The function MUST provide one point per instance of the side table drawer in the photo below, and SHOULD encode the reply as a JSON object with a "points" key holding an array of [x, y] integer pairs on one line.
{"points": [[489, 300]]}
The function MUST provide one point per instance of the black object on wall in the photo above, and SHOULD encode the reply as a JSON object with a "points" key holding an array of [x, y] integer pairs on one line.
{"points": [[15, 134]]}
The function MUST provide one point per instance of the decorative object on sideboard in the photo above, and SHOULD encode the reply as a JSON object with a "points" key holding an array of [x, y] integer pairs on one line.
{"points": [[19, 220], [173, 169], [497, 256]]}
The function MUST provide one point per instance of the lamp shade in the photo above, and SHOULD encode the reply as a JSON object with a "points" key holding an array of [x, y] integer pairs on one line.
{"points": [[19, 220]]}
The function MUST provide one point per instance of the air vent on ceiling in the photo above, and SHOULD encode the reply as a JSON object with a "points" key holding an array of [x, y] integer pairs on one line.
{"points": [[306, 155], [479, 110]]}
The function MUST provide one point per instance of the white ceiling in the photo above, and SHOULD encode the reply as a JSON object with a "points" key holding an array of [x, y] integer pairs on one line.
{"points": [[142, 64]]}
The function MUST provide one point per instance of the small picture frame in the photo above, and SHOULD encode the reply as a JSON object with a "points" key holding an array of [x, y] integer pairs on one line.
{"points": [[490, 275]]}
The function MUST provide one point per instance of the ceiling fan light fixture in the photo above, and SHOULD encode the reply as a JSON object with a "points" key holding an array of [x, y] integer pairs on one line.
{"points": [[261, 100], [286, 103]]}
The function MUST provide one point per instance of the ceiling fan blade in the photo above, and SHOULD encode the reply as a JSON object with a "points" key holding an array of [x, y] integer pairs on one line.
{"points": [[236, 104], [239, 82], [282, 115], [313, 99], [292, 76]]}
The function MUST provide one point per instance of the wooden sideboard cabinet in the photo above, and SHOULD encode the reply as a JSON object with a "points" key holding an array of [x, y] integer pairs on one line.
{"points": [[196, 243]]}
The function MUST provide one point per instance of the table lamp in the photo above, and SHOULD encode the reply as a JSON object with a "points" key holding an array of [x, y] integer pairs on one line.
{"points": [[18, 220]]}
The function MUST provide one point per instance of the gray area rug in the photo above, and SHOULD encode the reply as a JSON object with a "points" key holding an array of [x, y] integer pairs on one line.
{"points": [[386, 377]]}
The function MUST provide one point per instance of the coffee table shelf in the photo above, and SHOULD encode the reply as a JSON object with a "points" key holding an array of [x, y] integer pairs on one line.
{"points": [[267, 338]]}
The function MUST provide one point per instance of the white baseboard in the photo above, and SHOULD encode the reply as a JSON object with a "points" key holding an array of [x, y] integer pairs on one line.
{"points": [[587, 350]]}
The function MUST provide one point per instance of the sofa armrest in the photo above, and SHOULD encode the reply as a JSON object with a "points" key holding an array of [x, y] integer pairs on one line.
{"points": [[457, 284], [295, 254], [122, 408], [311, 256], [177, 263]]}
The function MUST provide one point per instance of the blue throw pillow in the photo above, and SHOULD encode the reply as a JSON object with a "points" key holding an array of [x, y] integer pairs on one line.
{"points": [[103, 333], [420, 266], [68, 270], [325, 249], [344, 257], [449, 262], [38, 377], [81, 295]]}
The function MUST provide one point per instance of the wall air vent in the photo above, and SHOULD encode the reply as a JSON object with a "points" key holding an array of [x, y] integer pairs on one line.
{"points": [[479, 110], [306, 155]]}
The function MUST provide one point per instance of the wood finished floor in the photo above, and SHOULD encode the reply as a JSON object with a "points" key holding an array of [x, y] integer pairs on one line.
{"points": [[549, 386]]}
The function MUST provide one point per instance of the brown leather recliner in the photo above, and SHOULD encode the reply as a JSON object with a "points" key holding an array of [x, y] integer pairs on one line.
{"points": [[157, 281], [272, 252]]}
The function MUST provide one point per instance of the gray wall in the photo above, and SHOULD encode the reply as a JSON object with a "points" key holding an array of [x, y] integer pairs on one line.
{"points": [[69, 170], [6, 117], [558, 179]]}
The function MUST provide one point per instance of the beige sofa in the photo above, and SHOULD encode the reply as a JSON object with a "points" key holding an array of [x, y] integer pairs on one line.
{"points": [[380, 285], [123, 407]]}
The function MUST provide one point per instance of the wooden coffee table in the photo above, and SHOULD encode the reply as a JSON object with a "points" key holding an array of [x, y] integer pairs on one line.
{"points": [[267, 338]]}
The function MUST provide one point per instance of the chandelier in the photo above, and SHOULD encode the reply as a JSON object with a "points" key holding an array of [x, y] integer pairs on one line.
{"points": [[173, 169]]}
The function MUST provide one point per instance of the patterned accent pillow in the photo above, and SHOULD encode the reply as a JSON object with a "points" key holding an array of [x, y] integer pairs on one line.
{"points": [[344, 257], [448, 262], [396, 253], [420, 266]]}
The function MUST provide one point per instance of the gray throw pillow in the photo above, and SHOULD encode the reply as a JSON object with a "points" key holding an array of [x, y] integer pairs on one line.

================

» **Exercise task**
Retype the listing above in full, with no alterations.

» **Result for this exercise**
The function MUST provide one point per instance of the side table drawer in the photo below, and SHOULD encode the reply as a JSON object with a "points" key holding an array of [x, y] integer pairs on one line.
{"points": [[489, 300]]}
The function MUST provide one point per instance of the black object on wall in the photo above, and SHOULD encode the reply as a JSON object with a "points" key holding an array of [x, y] integer pairs on one line.
{"points": [[15, 134]]}
The function MUST provide one point per instance of the decorative object on sideboard in the photo above, and SHOULD encode the reply as a JSON object with a "points" key holding an array of [x, y] integer pairs on one line.
{"points": [[19, 220], [173, 169], [497, 256]]}
The function MUST provide one point per instance of the lamp shade in the photo above, and SHOULD encode the reply as a JSON object with a "points" key holding an array of [x, y] integer pairs on one line.
{"points": [[19, 220]]}
The function MUST provide one point per instance of the air vent on ceiling in the photo above, and SHOULD encode the reply as a JSON object with a "points" key holding an array of [x, y] integer pairs on one line.
{"points": [[306, 155], [479, 110]]}
The function MUST provide one point per instance of the white ceiling in the photo above, and SHOULD encode the reply as a JSON object with a "points" key holding an array of [x, y] integer pairs on one line.
{"points": [[142, 64]]}
The function MUST provide one point per instance of the small picture frame in the photo above, and SHOULD encode the reply as a JSON object with a "points" key holding an array of [x, y] integer pairs on one line.
{"points": [[490, 275]]}
The function MUST provide one point per instance of the ceiling fan light fixture in the photo above, and SHOULD encode the reply as a JSON object with a "points" key holding an array of [x, y] integer pairs on one line.
{"points": [[261, 100], [286, 103]]}
The function MUST provide one point per instance of the ceiling fan blade in the photo above, and SHOULD encode the reply as a JSON object with a "points" key holding an array of [x, y] integer pairs on one line.
{"points": [[236, 104], [239, 82], [282, 115], [313, 99], [292, 76]]}
The function MUST provide one point per instance of the wooden sideboard cabinet in the photo above, and SHOULD encode the reply as a JSON object with a "points" key holding an array of [x, y] integer pairs on one line.
{"points": [[196, 243]]}
The function MUST provide one point per instance of the table lamp in the photo above, and SHOULD encode the reply as a JSON object with a "points" key holding an array of [x, y] integer pairs on one line.
{"points": [[18, 220]]}
The function MUST provide one point per instance of the gray area rug in the photo above, and SHOULD encode the reply as a JSON object with a "points" key holding an array of [x, y] integer pairs on one line.
{"points": [[386, 377]]}
The function MUST provide one point per instance of the coffee table shelf in the photo above, and SHOULD encode the reply as a JSON object with a "points" key holding an array of [x, y] integer pairs on one line.
{"points": [[267, 338]]}
The function MUST provide one point per instance of the white baseboard in the photo above, and SHOULD encode the reply as a JSON object with a "points" key holding an array of [x, y] integer pairs on one line.
{"points": [[587, 350]]}
The function MUST provide one point per instance of the sofa armrest in the photo above, and SHOULD encode the reply as a JSON object with a "points" key holding an array of [x, y] integer pairs on one line.
{"points": [[457, 284], [295, 254], [122, 408], [311, 256], [177, 263]]}
The function MUST provide one point per instance of the blue throw pillow in the photo above, and SHOULD encode the reply as a JSON object with a "points" key holding an array of [x, y] integer pairs on one line.
{"points": [[103, 333], [420, 266], [68, 270], [325, 249], [344, 257], [449, 262], [38, 377], [81, 295]]}
The function MUST provide one point per instance of the wall air vent in the photo above, and SHOULD encode the reply as a JSON object with a "points" key holding an array of [x, y] integer pairs on one line.
{"points": [[479, 110], [306, 155]]}
The function MUST provide one point per instance of the wood finished floor in the photo above, and SHOULD encode the reply as a JSON object with a "points" key holding an array of [x, y] integer pairs on one line.
{"points": [[549, 386]]}
The function MUST provide one point per instance of the brown leather recliner in the photo above, and SHOULD encode the reply as a JSON object with a "points" key holding an array of [x, y] integer pairs on one line.
{"points": [[157, 281], [272, 252]]}
The function MUST provide one point per instance of the gray wall in the photo above, and SHOULD encode the reply as a JSON object with a "points" key holding an array of [x, y] integer pairs on one line.
{"points": [[69, 170], [6, 117], [558, 179]]}
The function MUST provide one point per instance of the beige sofa in the photo above, and SHOULD encode the reply as a JSON object with a "points" key holding an array of [x, y] integer pairs on one line.
{"points": [[380, 285], [123, 407]]}
The function MUST provide one point per instance of the wooden coffee table in the photo above, and SHOULD encode the reply as a JSON object with a "points" key holding an array of [x, y] integer pairs on one line.
{"points": [[267, 338]]}
The function MUST provide one point per instance of the chandelier in the photo above, and SHOULD encode the reply as a JSON object with a "points" key holding an array of [x, y] integer pairs on one line.
{"points": [[173, 169]]}
The function MUST provide one point per instance of the patterned accent pillow in the photo above, and SHOULD encode the reply as a JSON object with a "points" key holding an array of [x, y] integer pairs on one line.
{"points": [[344, 257], [448, 262], [396, 253], [420, 266]]}
The function MUST provide one point per instance of the gray throw pillow in the photo above, and SHOULD encode the reply as a JSON object with a "points" key holding an array of [x, y] integer pairs on one line.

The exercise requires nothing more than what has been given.